Objective: Copy the records below word for word, from the line with "Task: where can the short" up to and including the line with "Target: teal soccer cleat".
-- BEGIN --
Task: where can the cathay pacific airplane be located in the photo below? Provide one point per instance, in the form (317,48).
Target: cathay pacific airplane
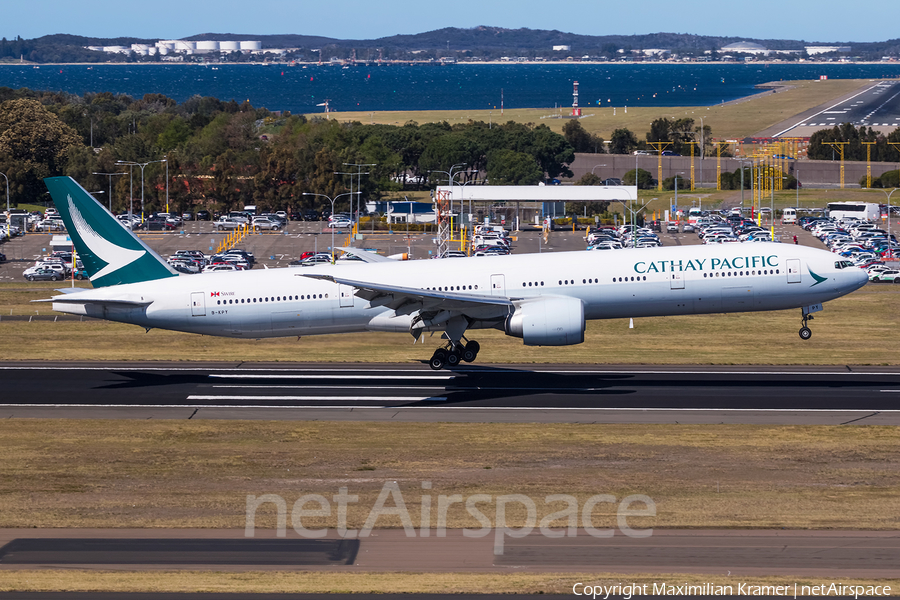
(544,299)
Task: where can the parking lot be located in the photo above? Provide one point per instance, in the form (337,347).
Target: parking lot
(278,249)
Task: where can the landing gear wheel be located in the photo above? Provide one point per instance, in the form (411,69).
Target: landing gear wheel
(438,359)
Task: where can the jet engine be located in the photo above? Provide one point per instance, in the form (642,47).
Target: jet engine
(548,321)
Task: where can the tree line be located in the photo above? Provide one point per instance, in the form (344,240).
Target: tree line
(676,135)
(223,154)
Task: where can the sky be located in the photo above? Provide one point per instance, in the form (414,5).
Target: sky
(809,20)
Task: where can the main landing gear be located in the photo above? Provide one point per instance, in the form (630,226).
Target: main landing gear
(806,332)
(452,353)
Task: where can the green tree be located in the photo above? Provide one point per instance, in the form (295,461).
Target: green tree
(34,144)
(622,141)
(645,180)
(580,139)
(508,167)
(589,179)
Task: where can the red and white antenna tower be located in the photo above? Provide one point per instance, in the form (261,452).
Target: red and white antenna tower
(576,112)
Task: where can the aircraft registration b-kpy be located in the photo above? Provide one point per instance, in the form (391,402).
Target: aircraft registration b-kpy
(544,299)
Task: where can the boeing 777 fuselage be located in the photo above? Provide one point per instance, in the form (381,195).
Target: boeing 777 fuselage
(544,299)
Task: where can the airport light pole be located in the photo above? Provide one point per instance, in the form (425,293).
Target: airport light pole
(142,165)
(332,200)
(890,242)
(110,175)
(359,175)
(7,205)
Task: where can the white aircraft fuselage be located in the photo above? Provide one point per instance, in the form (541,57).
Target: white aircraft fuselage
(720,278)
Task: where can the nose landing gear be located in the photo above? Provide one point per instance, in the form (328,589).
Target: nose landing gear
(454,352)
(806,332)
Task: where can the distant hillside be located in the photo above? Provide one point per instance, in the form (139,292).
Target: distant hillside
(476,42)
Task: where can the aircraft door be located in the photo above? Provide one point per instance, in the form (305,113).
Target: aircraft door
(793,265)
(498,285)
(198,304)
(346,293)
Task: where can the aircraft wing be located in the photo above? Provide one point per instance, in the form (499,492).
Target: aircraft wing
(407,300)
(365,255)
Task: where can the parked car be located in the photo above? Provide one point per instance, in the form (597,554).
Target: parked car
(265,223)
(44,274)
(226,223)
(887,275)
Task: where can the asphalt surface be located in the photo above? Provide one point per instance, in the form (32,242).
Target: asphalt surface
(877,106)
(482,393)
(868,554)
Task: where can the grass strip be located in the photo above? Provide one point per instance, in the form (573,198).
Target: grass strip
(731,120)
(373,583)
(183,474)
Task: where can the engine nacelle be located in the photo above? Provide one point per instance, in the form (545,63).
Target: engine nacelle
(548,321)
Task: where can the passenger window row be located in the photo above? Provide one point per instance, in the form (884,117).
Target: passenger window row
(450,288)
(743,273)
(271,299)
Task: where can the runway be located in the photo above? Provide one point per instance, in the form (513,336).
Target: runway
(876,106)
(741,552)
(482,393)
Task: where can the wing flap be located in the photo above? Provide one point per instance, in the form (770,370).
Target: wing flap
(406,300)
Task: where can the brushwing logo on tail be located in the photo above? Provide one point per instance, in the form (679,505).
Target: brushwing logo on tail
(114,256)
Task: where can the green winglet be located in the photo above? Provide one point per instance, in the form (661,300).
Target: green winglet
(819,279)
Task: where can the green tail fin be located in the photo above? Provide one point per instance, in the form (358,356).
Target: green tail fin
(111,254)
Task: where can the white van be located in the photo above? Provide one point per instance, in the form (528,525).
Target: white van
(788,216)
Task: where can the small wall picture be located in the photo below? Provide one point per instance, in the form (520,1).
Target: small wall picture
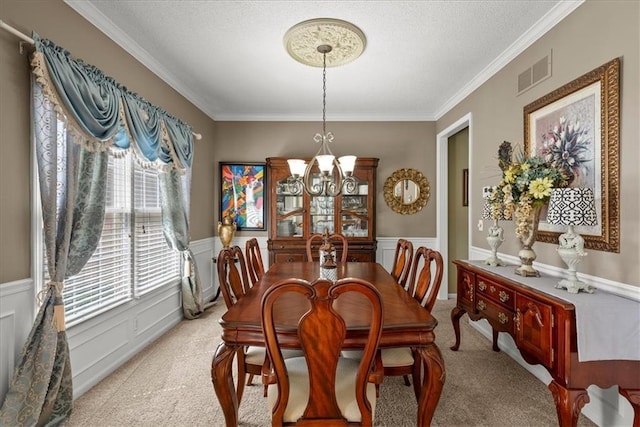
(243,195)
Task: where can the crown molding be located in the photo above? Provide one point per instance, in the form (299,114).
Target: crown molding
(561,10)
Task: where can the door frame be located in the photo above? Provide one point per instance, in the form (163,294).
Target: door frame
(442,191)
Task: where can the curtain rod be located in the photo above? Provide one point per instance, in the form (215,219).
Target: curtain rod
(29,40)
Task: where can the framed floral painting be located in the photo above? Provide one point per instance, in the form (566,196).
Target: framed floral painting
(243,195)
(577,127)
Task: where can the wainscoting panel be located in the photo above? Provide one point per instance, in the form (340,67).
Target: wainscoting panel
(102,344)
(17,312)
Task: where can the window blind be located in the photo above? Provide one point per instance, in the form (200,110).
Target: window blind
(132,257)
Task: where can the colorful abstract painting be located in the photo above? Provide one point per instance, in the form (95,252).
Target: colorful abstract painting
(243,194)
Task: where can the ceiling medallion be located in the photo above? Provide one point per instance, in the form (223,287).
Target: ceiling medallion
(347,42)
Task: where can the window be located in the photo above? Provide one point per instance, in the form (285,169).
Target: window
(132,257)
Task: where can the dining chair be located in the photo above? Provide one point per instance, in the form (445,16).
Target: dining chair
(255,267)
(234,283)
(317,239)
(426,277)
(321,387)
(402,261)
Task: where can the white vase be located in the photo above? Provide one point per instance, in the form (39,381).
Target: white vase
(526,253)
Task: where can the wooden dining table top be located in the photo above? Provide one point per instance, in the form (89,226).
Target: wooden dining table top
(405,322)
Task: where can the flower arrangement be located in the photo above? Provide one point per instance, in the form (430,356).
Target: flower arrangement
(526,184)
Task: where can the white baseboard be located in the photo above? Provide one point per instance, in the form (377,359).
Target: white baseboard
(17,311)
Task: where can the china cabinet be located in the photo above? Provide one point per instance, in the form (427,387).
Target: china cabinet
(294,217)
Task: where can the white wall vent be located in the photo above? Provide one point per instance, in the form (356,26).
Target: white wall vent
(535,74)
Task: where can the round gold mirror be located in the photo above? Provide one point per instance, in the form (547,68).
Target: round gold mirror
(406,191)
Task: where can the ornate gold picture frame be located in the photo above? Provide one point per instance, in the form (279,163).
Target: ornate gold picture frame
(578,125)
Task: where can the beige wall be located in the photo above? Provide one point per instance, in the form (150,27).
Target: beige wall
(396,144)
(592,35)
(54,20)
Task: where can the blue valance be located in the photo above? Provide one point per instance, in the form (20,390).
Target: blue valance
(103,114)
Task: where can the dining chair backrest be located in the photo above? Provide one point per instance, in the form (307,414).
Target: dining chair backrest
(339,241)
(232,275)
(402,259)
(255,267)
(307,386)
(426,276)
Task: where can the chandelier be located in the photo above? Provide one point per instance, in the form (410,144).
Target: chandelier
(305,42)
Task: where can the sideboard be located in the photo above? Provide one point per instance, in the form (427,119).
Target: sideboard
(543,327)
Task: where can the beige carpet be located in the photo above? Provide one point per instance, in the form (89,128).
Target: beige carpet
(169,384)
-- END --
-- BEGIN --
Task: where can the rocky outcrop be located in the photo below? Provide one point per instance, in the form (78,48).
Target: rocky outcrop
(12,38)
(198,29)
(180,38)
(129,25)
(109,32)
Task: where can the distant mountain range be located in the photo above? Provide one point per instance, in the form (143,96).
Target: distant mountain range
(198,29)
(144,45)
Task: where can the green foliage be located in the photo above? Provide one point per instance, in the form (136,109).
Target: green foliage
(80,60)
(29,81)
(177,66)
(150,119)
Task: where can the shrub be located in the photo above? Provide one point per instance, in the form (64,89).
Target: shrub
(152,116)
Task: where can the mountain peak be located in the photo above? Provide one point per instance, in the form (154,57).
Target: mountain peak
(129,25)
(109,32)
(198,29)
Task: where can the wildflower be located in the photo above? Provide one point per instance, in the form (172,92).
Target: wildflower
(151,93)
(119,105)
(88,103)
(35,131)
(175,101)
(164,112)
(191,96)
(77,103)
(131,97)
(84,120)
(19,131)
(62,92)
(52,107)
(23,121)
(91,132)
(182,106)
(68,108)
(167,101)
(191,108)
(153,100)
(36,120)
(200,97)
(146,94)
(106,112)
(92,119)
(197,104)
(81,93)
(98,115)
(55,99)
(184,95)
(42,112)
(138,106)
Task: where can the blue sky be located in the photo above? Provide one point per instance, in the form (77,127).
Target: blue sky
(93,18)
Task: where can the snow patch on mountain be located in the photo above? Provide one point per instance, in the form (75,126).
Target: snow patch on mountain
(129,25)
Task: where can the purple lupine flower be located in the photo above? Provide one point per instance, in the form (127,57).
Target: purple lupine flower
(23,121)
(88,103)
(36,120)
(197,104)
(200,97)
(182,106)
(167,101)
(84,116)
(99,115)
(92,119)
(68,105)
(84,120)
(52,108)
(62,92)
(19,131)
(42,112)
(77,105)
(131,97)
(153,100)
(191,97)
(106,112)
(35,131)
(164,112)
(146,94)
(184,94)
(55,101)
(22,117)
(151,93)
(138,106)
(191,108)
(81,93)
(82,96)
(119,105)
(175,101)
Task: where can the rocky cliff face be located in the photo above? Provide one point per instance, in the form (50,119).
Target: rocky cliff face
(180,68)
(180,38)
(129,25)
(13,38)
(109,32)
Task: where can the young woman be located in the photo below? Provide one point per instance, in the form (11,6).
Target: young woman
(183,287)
-- END --
-- BEGIN --
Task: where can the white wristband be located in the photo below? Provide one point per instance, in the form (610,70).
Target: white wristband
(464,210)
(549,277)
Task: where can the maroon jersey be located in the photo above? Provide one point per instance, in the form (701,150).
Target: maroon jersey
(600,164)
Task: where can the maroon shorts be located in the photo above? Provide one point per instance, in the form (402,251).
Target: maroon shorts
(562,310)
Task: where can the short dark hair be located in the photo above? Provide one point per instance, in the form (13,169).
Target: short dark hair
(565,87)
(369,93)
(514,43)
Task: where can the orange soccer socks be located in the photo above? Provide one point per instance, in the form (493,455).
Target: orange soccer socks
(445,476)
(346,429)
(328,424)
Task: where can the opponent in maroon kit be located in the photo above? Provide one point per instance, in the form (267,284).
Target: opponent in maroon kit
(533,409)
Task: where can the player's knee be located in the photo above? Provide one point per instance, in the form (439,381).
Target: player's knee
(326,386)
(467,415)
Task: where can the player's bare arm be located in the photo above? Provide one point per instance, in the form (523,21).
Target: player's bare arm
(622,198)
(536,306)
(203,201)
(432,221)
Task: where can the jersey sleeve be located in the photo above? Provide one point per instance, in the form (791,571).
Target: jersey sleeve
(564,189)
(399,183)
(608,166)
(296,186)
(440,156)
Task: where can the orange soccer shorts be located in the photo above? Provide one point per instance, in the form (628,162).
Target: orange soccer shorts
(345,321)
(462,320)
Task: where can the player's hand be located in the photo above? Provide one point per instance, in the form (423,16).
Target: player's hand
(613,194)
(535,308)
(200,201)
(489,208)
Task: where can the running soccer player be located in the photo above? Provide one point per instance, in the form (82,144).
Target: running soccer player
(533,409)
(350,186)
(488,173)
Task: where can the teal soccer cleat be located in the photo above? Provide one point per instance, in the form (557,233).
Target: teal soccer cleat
-- END --
Finished exercise:
Task: where can the short dark hair be located in the photo above? Provide one point per instance, in the form (13,169).
Target: short dark hair
(565,87)
(369,93)
(514,43)
Task: where can the orange soccer socks be located in the photo above? Provide one point per instance, in the form (493,455).
Target: orange soccer socks
(445,476)
(346,429)
(328,424)
Task: where can the opponent in maroon kit be located in the photo above? Provide one point per instance, in the form (267,284).
Target: opponent in maroon kit
(533,409)
Task: where can the player's knee be located in the photo above? Provide one point per instance, in the form (439,381).
Target: player's knee
(326,386)
(467,415)
Task: where can the player's bare arm be located in the photo above? Provide one point per instance, in the form (523,21).
Target: player's bare arm
(622,198)
(536,306)
(203,201)
(432,221)
Task: where can the jersey sleeve be located in the photo above? Provide one point per instance, in the form (791,571).
Target: jersey sleeve
(564,189)
(399,183)
(608,166)
(296,186)
(440,156)
Task: where can the orange soccer shorts be located in the photo above? Provide one point per instance, in the form (628,162).
Target: orange soccer shorts
(345,321)
(462,320)
Task: where can the player's hand be located in the photo above? Provide one point per instance, in the form (423,16).
Target: player's hand
(613,194)
(535,308)
(200,201)
(489,208)
Task: where can the running soccer player be located in the photo above? Provide one point per instance, in the form (82,144).
Target: running soccer player
(533,409)
(350,186)
(488,173)
Task: where can the teal soccer cleat be located in the photo above? Provide one point per instance, in the form (557,233).
Target: teal soccer cleat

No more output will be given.